> Exercise details: Can you write out all of the material below, word for word?

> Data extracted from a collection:
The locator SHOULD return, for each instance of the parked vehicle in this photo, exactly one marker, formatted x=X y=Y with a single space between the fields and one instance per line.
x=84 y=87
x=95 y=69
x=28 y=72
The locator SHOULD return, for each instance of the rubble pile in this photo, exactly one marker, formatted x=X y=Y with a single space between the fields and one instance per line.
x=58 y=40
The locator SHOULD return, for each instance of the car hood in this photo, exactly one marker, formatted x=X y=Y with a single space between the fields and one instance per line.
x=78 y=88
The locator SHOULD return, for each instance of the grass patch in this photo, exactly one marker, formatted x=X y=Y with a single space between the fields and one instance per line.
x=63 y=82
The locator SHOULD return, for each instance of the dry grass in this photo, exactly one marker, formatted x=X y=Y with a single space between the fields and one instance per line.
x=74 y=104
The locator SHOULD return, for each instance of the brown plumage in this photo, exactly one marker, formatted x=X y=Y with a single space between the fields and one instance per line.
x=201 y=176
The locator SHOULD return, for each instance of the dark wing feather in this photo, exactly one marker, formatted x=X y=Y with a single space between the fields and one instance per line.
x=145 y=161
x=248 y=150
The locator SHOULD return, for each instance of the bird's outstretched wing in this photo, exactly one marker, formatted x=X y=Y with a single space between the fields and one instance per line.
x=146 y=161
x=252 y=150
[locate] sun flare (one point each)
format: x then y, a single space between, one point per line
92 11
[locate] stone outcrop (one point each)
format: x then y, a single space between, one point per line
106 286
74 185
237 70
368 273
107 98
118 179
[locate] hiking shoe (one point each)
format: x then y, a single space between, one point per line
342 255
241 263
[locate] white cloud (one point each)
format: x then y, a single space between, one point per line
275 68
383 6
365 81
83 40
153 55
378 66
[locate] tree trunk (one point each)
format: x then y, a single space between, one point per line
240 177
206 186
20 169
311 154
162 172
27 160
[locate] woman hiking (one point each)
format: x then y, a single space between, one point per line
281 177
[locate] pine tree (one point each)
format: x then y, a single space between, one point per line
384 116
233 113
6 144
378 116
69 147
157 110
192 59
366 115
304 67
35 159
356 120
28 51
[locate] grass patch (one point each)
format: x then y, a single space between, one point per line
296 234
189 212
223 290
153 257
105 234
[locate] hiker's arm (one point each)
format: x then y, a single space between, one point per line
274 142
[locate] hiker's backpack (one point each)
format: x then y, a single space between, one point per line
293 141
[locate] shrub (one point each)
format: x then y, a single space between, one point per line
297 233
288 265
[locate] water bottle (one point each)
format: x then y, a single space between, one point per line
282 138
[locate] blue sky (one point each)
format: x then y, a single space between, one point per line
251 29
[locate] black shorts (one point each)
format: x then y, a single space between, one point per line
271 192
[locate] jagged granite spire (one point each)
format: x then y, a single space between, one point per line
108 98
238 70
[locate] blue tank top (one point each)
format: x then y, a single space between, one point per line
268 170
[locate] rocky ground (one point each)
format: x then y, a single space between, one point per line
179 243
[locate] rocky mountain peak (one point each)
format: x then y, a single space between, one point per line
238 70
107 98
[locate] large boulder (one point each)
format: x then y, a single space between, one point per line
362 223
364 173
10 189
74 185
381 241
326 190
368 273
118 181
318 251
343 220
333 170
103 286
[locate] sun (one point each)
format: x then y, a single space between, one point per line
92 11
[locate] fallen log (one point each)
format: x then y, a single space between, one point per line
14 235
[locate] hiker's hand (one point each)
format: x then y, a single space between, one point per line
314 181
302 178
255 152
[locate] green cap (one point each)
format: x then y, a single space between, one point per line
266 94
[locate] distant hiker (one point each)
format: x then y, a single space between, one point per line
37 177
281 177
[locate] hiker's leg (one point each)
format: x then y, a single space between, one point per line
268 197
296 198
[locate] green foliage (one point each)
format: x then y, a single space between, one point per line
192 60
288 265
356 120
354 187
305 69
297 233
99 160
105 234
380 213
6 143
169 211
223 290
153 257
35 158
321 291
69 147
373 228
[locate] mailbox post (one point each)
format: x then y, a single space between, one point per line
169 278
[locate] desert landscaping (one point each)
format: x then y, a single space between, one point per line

> Solution to this problem:
The locator SHOULD return, for each instance of the parked vehicle in this photo, exactly one marker, formatted x=X y=Y with a single space between the fields and one instance per line.
x=84 y=87
x=95 y=69
x=28 y=72
The locator SHOULD return, for each instance of the rubble pile in this photo, exactly one marker, formatted x=X y=Y with a single space between the fields and one instance per line.
x=58 y=40
The locator SHOULD return, for each instance of the car hood in this photo, exactly one marker, formatted x=X y=Y with a single space between the fields and one instance per line.
x=78 y=88
The locator SHOULD return, for each instance of the grass patch in this photo, exactly one marker, formatted x=X y=Y with a single space between the fields and one instance per line.
x=63 y=82
The locator SHOULD return, for each instance of the dry grass in this photo, exactly one marker, formatted x=X y=Y with a single space between the fields and one instance per line.
x=74 y=104
The locator SHOULD return, for each instance of the brown plumage in this photo, exactly one marker, formatted x=X y=Y with a single space between the fields and one instance per line.
x=201 y=176
The locator SHOULD return, for each instance of the dark wing feather in this photo, exactly one marker, formatted x=X y=Y with a single space between the fields and one instance per line.
x=145 y=161
x=248 y=150
The locator SHOULD return, for each instance of the bird's outstretched wing in this photo, exactly one marker, formatted x=X y=Y with a single space between the fields and one instance per line.
x=146 y=161
x=252 y=150
[locate] sun flare (one point each)
format: x then y, a single space between, one point per line
92 11
[locate] stone outcrop (one point each)
format: x then y, a single space between, one point per line
106 286
74 185
237 70
368 273
107 98
118 179
[locate] hiking shoe (one point each)
format: x then y, a single space between, one point per line
342 255
241 263
[locate] white cloud (one point each)
format: x then y, a single space between, one point per line
275 68
383 6
365 81
83 40
153 55
378 66
[locate] tree trunk (one point each)
format: x then y, a single space between, one point per line
240 177
206 186
20 169
311 154
162 172
27 160
[locate] woman hiking (one point each)
format: x then y, a single space between, one point per line
281 177
[locate] pine tree (one point each)
format: x then y, a single space between, one point per line
384 116
233 113
6 144
378 116
69 147
157 110
192 59
366 115
304 67
35 159
356 120
28 51
[locate] grass patch (one point each)
format: x then y, a single space between, one point per line
296 234
189 212
223 290
153 257
105 234
[locate] hiker's arm (one point each)
format: x then y, a single space between, one point per line
274 142
[locate] hiker's backpack (one point each)
format: x then y, a single space between, one point per line
293 141
[locate] shrub (one point each)
format: x then y, a single space between, one point per line
297 233
288 265
[locate] water bottle (one point each)
format: x then y, a single space between, one point per line
282 138
[locate] blue sky (one point each)
format: x then y, a single space between, one point per line
251 29
[locate] black shorts (one point each)
format: x then y, a single space between, one point per line
271 192
[locate] jagged granite spire (one point each)
format: x then y, a single space between, one point per line
108 98
238 70
[locate] blue tank top (one point each)
format: x then y, a single space between, one point per line
268 170
[locate] rocky ground (one point each)
format: x then y, a single space between, one point per line
179 243
[locate] rocky mountain peak (one point each)
format: x then y, a single space between, one point per line
238 70
107 98
[locate] large boulder (one point each)
format: x then y, a single space between, one point per line
362 223
364 173
10 189
74 185
381 241
326 190
368 273
118 181
318 251
343 220
333 170
103 286
[locate] sun (one point each)
format: x then y, a single space between, one point per line
92 11
[locate] fallen log (one point each)
format: x then y, a single space between, one point per line
14 235
[locate] hiker's hand (one point each)
format: x then y, a single space between, one point per line
314 181
302 178
255 152
[locate] green cap (one point each)
format: x then y, a single space between, one point per line
266 94
[locate] distant hiker (one point each)
format: x then y, a single space between, one point per line
37 177
281 177
[locate] hiker's leg (one point each)
format: x then y, a single space between, one point per line
268 197
296 198
[locate] green foliage (one point each)
format: x then y, a single space between, one point per line
192 60
288 265
356 120
354 187
305 69
297 233
99 160
105 234
380 213
6 143
169 211
223 290
153 257
35 158
321 291
69 147
373 228
[locate] mailbox post (one point each)
format: x then y, a single space between, one point per line
169 278
[locate] desert landscaping (one point each)
format: x then y, a single space between, one point per line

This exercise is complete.